## Required actions
• A. Tally the lines in the rows below that contain the string "weathered", matching case exactly, and reply with the number alone.
• B. Extend the piece on motorbikes in Thailand, below, picking up right after its last sentence.

## Excerpted text
## START

Mopeds, Motorbikes, Motorcycles, oh my!
Thailand is one of those places littered with two wheeled motorized vehicles. In the United States I have had limited experience with motorcycles. I may have done one cruise around town on the back of one once, and while it was kind of fun I was really concerned about potential fender-benders, where I would have been the fender. We hear all sorts of stories about accidents involving motorcycles and how awful and devastating they can be. In Thailand….eh…it’s the main mode of transportation! Everyone there drives motorbikes. Everyone knows how to drive one. And they will carry just about anything on one.
Technically there is an age limit for driving and being allowed to operate a motorbike. This rule, like many traffic laws, is largely ignored. I caught my one of my smallest twelve year old students speeding through town on a motorbike. When he saw me his face lit up in a ridiculously large, toothy smile, and he waved exuberantly. This boy probably weighed all of fifty pounds and was completely dwarfed by the bike. My shock and disbelief must have showed on my face because he proceeded to laugh quite joyfully as he jetted off behind his friends. Another time while walking to or from school, a motorbike full of students yelling and laughing flew by me. I remember watching them pull into the school, and counted not three, or even four, but FIVE of my students crammed onto this one motorbike. FIVE! Now, three students or even three Thai adults to one bike was pretty standard. I had seen four people crammed onto one bike a time or two. Usually that included small children, though. But these kids had orchestrated a fifth body onto a standard motorbike. The largest, and a little overweight, kid drove the bike. Then two slightly smaller kids lined up on the rest of the seat behind him, as was normal. Then, they crammed two more even smaller kids onto the front of the motorbike, in between the front of the seat and the handles, where normally the driver’s feet go. The boys on the bike thought it was just the greatest thing ever. They loved it. I just stared at them in disbelief and exclaimed that those kids were going to kill themselves! Like a totally lame old lady. Compared to the way the locals drove, though, both I and the other foreign English teacher were definitely lame old ladies. In fact, we didn’t drive at all.

## END

## Supplied information
## START

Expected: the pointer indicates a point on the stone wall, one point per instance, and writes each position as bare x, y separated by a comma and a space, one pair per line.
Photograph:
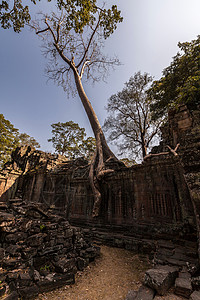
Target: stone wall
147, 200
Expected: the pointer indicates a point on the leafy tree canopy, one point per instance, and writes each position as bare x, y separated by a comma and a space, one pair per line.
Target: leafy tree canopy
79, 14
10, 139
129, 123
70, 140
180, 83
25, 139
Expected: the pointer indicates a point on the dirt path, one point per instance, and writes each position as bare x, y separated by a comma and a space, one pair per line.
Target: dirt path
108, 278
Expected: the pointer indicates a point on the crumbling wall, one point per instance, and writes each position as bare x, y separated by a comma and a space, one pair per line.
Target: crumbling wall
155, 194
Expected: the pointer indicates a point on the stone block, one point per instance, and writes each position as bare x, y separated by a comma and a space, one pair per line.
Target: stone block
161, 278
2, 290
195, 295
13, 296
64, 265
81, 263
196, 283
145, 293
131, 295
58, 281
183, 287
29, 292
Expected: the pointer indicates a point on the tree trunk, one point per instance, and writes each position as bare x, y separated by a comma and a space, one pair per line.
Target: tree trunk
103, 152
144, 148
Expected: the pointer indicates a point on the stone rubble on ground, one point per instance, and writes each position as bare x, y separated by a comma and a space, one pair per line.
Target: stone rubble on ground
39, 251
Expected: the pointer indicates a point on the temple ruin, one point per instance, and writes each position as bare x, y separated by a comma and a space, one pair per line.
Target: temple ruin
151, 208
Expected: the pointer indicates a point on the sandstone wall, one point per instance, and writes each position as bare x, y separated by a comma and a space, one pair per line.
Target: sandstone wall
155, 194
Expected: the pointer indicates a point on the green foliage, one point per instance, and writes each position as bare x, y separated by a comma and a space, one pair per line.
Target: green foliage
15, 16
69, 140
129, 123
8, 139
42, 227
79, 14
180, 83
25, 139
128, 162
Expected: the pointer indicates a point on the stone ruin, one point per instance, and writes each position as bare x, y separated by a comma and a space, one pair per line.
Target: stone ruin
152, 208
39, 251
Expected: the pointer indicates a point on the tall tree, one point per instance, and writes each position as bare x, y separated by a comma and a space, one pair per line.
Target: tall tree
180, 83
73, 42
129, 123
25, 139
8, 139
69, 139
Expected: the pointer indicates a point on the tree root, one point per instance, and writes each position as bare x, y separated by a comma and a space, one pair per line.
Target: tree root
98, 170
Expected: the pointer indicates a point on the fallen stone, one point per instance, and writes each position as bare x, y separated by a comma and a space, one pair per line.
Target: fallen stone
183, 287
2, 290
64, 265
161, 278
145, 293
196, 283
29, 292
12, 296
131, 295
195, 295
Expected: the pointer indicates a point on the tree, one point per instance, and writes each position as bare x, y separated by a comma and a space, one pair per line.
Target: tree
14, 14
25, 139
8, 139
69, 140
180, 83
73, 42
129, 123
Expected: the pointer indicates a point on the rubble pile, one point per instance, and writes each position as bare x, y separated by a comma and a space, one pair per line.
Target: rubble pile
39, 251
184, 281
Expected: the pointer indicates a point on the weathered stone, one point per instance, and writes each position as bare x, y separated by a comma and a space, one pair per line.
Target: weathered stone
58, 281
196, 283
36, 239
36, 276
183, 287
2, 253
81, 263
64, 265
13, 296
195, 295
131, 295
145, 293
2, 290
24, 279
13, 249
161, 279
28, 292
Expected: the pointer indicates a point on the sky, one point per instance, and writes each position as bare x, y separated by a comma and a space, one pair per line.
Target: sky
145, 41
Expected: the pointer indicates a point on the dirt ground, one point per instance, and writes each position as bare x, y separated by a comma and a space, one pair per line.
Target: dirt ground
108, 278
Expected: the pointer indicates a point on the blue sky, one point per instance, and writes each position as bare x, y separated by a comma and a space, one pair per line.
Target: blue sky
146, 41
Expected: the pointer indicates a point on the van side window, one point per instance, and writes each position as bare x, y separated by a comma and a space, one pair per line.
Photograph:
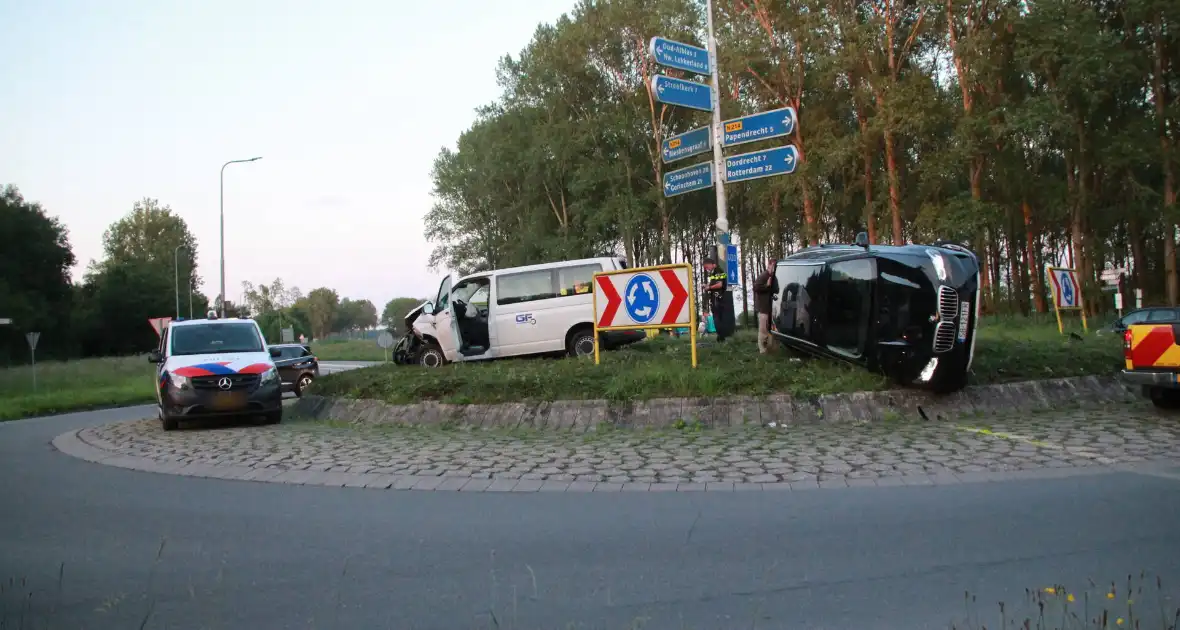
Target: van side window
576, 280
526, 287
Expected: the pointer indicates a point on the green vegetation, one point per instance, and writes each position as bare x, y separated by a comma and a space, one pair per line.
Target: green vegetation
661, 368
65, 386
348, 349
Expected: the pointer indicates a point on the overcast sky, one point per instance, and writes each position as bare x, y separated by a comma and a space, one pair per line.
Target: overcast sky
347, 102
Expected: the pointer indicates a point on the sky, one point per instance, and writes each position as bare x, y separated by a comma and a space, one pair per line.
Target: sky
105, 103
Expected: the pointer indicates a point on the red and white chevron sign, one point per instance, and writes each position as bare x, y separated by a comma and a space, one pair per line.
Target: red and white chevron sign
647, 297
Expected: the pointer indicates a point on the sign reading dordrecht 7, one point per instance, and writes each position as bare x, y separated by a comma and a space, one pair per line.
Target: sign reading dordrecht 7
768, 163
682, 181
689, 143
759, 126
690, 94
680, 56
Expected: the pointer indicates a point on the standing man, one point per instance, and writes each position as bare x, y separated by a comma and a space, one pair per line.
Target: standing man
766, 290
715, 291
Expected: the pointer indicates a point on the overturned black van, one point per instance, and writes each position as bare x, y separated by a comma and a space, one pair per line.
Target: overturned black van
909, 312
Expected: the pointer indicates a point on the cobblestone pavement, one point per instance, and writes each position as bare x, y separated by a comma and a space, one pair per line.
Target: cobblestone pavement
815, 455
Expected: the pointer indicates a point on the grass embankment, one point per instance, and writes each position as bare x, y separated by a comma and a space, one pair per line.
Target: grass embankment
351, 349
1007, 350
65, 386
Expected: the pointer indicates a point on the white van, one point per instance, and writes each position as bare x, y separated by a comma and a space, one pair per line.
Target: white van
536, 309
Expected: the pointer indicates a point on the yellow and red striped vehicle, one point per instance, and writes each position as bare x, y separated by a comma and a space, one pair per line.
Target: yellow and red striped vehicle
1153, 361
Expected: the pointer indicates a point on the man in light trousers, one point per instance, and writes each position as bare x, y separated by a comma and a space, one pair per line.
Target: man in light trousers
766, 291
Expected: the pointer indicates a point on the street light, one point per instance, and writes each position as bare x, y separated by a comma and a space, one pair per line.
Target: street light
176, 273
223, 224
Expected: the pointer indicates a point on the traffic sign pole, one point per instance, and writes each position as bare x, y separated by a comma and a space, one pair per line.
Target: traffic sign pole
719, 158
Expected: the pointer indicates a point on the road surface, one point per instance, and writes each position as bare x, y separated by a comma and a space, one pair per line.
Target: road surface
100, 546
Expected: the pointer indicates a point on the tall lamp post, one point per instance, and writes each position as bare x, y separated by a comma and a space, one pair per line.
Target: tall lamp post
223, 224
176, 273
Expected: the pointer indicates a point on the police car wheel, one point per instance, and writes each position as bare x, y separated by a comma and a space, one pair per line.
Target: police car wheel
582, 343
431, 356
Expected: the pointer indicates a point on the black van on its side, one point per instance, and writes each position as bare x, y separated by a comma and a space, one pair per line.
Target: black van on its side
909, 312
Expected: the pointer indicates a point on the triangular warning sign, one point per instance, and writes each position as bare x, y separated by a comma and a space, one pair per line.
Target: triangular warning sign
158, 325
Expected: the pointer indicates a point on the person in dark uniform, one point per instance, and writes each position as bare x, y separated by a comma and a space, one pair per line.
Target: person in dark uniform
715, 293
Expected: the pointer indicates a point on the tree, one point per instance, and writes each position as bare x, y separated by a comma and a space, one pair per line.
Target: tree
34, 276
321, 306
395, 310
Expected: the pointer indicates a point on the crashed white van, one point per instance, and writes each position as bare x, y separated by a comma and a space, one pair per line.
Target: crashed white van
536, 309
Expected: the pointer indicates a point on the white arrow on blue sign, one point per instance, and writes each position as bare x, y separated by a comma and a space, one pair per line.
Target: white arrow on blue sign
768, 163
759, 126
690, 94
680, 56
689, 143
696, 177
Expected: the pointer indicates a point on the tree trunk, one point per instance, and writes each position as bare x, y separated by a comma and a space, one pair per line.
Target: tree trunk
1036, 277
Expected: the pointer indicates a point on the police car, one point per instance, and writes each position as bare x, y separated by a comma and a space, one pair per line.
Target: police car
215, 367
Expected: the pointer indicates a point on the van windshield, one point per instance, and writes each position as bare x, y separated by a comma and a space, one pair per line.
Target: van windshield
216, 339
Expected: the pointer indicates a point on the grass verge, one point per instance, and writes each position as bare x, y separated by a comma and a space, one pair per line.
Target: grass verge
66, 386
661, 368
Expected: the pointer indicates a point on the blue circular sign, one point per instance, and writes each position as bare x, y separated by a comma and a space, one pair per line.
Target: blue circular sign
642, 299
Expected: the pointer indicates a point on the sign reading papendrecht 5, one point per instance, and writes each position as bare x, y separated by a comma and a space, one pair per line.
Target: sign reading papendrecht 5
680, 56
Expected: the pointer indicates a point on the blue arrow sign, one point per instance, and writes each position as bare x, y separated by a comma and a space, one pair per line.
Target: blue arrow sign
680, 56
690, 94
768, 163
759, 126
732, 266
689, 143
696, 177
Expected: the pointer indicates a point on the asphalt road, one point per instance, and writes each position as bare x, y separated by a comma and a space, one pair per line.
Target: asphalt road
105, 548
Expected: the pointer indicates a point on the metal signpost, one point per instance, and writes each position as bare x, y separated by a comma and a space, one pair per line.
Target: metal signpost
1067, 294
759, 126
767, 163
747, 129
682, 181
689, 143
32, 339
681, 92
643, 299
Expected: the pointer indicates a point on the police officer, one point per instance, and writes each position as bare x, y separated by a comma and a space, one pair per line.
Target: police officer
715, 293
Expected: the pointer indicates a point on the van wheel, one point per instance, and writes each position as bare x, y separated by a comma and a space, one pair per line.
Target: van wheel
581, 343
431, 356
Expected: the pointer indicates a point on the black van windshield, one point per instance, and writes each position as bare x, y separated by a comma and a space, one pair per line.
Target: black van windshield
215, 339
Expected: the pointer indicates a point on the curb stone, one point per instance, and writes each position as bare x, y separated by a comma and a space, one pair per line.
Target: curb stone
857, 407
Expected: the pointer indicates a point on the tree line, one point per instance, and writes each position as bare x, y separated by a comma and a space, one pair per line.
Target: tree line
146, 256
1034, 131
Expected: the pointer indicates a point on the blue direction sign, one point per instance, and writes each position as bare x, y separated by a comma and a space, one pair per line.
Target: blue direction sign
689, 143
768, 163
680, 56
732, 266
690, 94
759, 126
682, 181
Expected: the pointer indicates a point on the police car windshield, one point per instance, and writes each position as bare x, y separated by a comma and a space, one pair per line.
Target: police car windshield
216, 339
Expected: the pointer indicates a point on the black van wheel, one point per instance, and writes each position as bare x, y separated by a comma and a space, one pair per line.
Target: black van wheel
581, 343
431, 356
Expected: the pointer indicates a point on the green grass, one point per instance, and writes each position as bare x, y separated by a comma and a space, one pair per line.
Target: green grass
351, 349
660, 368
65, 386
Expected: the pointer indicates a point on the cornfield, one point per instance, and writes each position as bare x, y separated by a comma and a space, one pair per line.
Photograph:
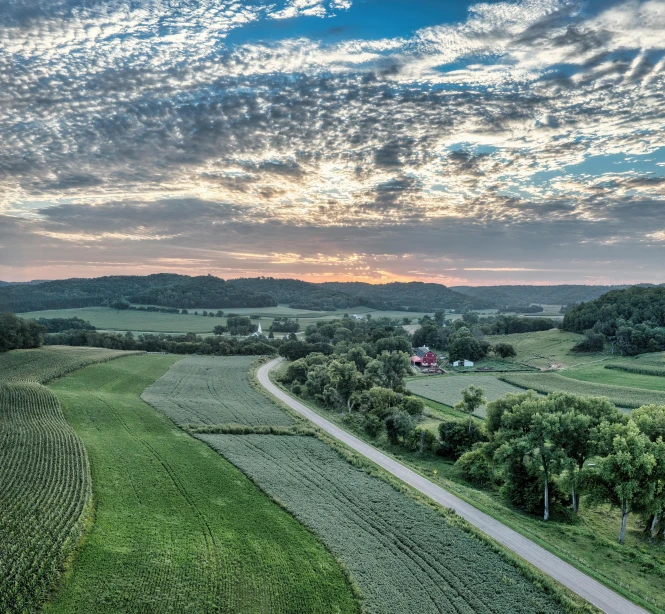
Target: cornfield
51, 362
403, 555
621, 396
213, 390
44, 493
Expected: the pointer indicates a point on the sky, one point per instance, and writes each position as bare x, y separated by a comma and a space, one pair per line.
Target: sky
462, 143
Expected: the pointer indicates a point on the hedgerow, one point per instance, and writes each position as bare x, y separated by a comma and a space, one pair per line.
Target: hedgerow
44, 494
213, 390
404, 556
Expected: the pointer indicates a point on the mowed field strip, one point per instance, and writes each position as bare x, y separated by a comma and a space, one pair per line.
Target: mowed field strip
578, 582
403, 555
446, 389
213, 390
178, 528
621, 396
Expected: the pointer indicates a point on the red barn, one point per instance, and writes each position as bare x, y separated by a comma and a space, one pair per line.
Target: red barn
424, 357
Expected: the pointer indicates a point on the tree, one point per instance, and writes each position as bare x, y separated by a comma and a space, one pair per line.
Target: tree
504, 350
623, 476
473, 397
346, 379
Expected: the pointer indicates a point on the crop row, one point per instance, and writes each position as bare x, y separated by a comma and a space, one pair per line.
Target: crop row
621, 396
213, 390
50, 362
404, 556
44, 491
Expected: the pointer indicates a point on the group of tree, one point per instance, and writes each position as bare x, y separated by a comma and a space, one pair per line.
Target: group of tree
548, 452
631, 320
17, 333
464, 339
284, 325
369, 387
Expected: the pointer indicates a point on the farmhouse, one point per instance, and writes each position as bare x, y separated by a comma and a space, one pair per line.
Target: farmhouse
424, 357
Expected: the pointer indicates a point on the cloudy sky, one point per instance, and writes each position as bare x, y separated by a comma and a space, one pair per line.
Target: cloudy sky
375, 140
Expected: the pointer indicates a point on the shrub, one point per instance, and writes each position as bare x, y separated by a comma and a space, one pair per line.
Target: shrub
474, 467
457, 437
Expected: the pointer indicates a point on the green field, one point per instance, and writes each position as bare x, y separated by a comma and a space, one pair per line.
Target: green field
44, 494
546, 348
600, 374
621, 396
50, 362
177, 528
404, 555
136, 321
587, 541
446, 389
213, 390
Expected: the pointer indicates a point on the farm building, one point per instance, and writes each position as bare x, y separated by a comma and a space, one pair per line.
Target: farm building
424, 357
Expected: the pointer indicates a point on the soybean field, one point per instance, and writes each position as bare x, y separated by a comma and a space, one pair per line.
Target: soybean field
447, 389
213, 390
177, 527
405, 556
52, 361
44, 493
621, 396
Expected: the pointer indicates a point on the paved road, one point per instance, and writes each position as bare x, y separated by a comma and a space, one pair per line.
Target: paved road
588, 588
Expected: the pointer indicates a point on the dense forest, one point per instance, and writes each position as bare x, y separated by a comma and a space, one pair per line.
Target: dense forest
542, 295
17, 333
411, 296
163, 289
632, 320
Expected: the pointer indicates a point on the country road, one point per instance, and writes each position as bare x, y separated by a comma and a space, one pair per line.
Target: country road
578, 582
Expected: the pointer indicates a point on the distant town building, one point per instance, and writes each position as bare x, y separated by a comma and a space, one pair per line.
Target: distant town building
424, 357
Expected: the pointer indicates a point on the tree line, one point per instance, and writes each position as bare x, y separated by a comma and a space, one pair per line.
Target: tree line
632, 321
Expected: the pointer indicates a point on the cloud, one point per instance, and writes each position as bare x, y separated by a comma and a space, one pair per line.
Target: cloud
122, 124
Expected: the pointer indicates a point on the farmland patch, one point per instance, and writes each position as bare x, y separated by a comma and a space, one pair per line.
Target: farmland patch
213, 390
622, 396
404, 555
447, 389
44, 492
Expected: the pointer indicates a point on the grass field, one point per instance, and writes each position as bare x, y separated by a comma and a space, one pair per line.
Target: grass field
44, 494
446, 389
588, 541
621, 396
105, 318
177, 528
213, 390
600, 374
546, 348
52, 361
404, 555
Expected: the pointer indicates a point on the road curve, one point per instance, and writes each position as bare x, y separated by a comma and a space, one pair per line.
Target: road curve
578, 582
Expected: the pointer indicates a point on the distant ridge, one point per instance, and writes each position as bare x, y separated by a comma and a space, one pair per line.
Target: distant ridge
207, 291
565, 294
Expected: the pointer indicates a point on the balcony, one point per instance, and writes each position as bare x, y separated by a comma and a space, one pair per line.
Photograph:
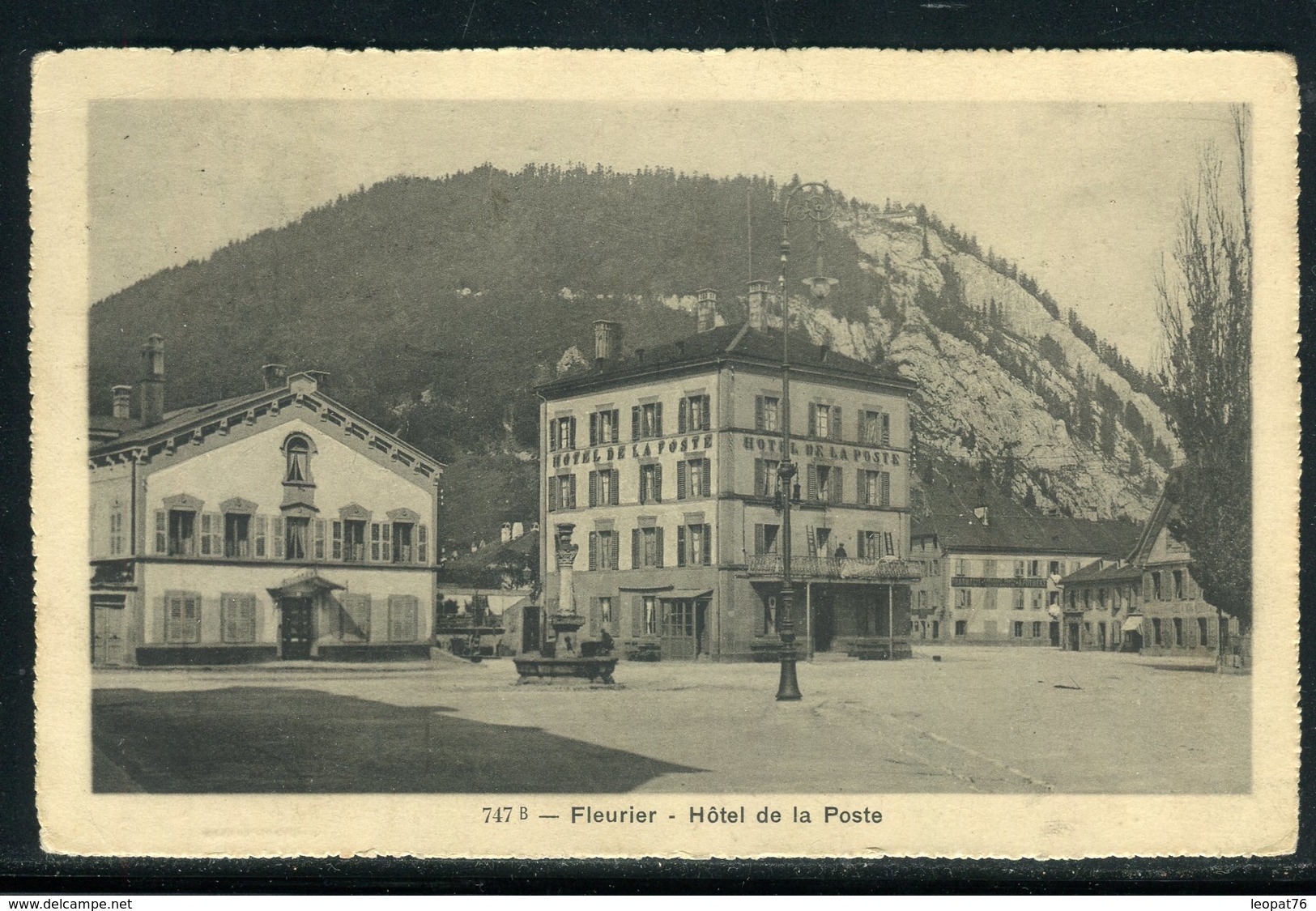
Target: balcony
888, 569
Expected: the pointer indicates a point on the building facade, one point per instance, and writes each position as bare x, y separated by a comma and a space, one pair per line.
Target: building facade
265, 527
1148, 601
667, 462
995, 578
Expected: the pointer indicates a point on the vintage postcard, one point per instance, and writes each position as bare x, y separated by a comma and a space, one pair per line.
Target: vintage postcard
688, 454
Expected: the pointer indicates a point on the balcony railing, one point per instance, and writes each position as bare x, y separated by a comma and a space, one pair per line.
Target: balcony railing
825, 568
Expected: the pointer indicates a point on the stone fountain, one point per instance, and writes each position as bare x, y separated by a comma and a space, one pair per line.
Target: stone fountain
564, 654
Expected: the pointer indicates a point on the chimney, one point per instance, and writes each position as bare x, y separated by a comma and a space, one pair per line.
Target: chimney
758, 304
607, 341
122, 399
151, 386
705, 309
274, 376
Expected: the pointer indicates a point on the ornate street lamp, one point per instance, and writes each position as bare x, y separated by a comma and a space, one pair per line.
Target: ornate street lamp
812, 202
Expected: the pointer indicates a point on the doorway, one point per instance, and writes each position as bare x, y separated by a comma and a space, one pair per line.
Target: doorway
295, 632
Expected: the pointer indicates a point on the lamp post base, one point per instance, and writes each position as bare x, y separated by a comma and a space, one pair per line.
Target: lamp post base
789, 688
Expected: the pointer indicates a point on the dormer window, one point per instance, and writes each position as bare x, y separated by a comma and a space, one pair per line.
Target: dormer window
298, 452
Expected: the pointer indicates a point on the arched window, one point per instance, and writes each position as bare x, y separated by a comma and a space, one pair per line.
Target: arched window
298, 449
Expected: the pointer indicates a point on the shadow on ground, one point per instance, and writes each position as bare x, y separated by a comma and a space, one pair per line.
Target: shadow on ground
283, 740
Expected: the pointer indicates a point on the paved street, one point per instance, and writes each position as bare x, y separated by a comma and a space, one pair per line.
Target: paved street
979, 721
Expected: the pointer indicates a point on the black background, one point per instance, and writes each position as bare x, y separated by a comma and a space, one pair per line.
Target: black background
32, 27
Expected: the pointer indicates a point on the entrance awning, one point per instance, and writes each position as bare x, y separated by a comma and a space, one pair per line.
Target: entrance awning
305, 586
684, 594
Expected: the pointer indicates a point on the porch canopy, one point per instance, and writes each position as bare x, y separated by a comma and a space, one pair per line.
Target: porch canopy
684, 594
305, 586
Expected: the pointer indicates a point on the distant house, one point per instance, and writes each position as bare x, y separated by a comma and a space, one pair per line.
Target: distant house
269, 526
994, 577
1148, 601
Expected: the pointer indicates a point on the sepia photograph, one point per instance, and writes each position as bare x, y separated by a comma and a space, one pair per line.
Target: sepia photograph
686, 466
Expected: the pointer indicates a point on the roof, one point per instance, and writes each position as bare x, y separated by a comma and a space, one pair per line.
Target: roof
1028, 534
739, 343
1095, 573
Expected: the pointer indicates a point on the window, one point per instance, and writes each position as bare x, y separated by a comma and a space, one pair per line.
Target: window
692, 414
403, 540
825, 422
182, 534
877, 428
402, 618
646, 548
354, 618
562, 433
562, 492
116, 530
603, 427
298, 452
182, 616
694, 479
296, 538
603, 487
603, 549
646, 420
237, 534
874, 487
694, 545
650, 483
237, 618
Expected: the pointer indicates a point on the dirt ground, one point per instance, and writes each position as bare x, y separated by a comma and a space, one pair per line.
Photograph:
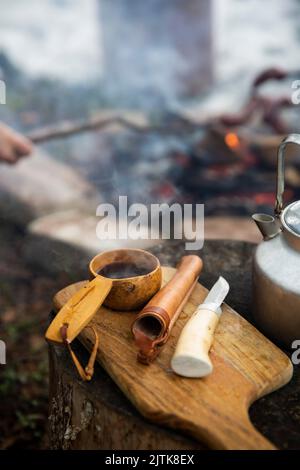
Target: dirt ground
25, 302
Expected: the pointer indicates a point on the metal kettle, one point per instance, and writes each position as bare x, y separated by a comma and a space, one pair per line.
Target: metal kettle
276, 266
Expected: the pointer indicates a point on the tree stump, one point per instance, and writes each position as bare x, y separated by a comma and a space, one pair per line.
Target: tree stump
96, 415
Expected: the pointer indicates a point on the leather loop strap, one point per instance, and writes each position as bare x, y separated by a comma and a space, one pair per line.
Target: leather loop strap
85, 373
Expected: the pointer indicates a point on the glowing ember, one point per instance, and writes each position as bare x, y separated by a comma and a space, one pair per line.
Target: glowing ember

## END

## Responses to the exercise
• A. 2

• B.
For one, the Thai people drive on the left side of the road. Two, we had never driven a motorbike before, let alone a manual or semi-manual one. So the other teacher, H, and I ended up walking everywhere in town. Our town was so small, though, it wasn’t a big deal. Yes it was hot and we always ended up sweating profusely if we walked anywhere, but we broke out in a sweat just leaving our apartments in the morning anyway. Walking to all of the locals, though, was really strange. Thai people don’t walk, one Thai teacher told us. Teachers that saw us walking to school or around town always tried to pick us up and give us a ride, even if it was just twenty yards to the building. They wouldn’t listen to us if we tried to politely refuse, saying it was ok we could walk the rest of the short way. We don’t mind walking; just chalk it up to another weird Farang thing.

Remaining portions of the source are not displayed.